The FTB also points to two “fundamental principles” that the Hall court relied on, noting that the court has repudiated both of them in subsequent cases. The first is that sovereign immunity must be located in explicit textual provisions. The second is that sovereign immunity is solely a question of the above-mentioned comity and wise policy. The long and short of the FTB’s position is that immunity should be the rule, not the exception.
The FTB went on to chastise the court for giving undue import to its precedent, because “stare decisis is not an inexorable command; rather, it ‘is a principle of policy and not a mechanical formula of adherence to the latest decision.’” Simply put, Hall is now “unworkable.”

++++

§ USING THE INFORMATION
(1) Rewrite the passage on the FTB's arguments, starting with "The FTB also" and going on through "not the exception.", with "sovereign immunity" replaced by "state immunity".
(2) Answer these questions using the passage on the FTB's arguments.
(a) How many "fundamental principles" does the FTB say the Hall court relied on?
(b) According to the second principle, sovereign immunity is solely a question of what?
(c) What single word does the FTB use for Hall now?
(3) Continue the passage on the FTB's arguments from where it stops.

++++

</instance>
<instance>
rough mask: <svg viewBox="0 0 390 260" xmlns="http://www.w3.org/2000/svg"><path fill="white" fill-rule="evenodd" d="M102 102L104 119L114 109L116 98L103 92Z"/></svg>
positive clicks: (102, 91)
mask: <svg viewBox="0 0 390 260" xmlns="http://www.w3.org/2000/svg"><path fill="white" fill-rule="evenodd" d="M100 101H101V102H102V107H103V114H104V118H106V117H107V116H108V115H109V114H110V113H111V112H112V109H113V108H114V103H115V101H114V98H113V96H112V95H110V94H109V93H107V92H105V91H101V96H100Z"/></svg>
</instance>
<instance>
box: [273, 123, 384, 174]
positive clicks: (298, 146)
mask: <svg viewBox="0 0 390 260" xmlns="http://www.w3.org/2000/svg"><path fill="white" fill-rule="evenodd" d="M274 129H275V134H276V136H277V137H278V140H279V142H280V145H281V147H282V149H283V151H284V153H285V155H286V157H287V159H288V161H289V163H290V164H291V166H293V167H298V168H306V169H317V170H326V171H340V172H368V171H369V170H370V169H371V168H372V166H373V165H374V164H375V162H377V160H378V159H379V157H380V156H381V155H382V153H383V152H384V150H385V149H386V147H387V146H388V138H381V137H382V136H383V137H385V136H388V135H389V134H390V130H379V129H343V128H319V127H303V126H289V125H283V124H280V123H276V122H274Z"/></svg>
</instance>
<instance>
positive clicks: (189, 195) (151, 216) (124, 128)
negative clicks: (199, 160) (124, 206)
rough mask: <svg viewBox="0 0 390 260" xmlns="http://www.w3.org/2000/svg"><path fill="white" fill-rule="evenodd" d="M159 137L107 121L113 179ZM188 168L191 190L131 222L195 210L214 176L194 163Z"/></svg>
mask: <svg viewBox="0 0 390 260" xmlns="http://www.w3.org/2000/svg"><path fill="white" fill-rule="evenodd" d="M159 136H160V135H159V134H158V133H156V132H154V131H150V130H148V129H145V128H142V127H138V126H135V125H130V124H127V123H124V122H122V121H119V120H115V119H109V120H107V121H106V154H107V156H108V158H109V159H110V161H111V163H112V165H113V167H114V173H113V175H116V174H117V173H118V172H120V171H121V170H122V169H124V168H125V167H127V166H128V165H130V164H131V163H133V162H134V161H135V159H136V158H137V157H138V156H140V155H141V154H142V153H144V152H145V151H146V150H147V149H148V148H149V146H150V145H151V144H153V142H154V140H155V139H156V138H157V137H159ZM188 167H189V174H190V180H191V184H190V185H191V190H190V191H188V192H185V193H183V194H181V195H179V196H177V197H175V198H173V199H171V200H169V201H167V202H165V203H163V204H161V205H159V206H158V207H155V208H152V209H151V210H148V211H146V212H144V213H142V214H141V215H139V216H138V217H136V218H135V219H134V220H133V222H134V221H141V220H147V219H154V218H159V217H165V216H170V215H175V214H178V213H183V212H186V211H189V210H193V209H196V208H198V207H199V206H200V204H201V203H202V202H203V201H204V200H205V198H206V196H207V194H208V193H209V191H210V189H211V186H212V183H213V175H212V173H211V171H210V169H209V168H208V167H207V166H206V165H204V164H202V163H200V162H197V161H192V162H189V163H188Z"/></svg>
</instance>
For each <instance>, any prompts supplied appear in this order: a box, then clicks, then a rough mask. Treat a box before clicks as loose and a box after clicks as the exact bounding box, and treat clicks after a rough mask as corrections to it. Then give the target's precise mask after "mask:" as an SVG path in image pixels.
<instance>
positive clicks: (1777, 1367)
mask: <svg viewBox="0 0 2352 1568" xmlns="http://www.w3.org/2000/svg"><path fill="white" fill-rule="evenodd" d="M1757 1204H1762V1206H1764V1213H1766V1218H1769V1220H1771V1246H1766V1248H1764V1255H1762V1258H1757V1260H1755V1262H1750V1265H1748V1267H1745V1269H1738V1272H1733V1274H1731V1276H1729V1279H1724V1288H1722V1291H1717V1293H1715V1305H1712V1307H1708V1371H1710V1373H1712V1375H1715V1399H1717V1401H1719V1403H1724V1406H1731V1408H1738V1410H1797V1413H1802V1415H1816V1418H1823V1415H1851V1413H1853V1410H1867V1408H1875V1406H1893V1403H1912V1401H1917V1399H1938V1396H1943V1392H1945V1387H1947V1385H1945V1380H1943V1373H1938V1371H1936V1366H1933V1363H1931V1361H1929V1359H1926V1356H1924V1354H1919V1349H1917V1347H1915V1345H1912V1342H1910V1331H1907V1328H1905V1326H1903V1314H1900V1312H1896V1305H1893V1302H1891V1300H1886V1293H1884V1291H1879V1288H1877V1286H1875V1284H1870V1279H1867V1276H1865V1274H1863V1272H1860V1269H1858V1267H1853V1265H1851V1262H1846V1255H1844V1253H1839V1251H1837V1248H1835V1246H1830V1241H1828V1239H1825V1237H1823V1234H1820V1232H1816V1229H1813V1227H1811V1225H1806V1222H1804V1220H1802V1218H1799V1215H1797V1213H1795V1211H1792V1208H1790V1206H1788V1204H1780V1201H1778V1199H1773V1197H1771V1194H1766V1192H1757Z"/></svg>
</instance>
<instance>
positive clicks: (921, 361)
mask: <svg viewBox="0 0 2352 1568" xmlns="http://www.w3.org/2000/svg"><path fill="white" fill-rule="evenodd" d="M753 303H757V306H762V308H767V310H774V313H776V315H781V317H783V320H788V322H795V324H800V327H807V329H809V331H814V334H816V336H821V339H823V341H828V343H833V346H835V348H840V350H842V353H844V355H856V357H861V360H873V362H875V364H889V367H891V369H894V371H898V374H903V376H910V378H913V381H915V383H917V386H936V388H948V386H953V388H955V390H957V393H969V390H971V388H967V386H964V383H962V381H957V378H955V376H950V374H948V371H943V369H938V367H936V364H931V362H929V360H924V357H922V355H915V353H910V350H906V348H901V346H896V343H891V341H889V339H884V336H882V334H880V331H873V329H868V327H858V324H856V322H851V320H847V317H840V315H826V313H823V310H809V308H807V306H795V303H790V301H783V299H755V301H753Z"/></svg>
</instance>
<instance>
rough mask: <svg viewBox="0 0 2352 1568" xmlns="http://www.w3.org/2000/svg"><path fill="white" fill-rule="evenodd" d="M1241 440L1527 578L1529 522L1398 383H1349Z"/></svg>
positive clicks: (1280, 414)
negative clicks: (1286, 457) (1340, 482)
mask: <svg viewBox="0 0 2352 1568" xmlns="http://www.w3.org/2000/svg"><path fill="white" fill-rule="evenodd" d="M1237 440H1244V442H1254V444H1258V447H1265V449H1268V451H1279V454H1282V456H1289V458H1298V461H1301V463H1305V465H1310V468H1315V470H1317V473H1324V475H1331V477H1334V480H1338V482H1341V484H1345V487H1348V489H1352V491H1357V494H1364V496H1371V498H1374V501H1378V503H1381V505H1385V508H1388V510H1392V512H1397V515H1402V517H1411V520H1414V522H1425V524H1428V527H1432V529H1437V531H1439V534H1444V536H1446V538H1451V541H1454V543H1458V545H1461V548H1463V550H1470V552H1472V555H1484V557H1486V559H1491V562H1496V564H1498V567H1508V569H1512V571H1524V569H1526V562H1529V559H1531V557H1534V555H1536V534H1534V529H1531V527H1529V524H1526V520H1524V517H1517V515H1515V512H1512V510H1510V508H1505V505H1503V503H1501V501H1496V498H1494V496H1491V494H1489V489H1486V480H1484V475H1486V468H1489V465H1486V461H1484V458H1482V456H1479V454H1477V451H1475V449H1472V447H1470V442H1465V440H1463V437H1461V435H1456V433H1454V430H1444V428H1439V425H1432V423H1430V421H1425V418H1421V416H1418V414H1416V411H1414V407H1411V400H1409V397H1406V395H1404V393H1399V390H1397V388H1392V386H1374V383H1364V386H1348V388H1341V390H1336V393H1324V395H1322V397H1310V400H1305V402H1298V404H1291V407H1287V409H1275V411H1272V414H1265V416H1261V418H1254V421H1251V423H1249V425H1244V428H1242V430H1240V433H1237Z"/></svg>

++++

§ ANSWERS FOR THIS EXERCISE
(1)
The FTB also points to two “fundamental principles” that the Hall court relied on, noting that the court has repudiated both of them in subsequent cases. The first is that state immunity must be located in explicit textual provisions. The second is that state immunity is solely a question of the above-mentioned comity and wise policy. The long and short of the FTB’s position is that immunity should be the rule, not the exception.

(2)
(a) Two.
(b) Comity and wise policy.
(c) "Unworkable."

(3)
Amicus interest in the FTB’s new case
The Multistate Tax Commission (MTC) and Indiana and 44 other states are the only two amici that have appeared so far, and they also want the court to reverse Hall. Though the FTB’s cert petition does not, both amici mention the Tax Injunction Act (TIA), which serves to keep the federal courts out of state tax disputes. The states’ brief contends that “[s]uch a substantive limit on the power of federal courts demonstrates the core status of the taxing power to the States.” Otherwise, the amici briefs largely track with the spirit of the FTB’s, even as the individual positions reflect the specific concerns of the signators.
The Multistate Tax Commission’s amicus brief
The MTC is premised on the idea of fostering cooperation and uniformity of tax laws, so its views stem from that attitude. It opines that Hall “undermine[s] any cooperative solution, and may threaten other types of interstate cooperation” because it can be deployed by states to promote their own interests, and by taxpayers to pit one state against another.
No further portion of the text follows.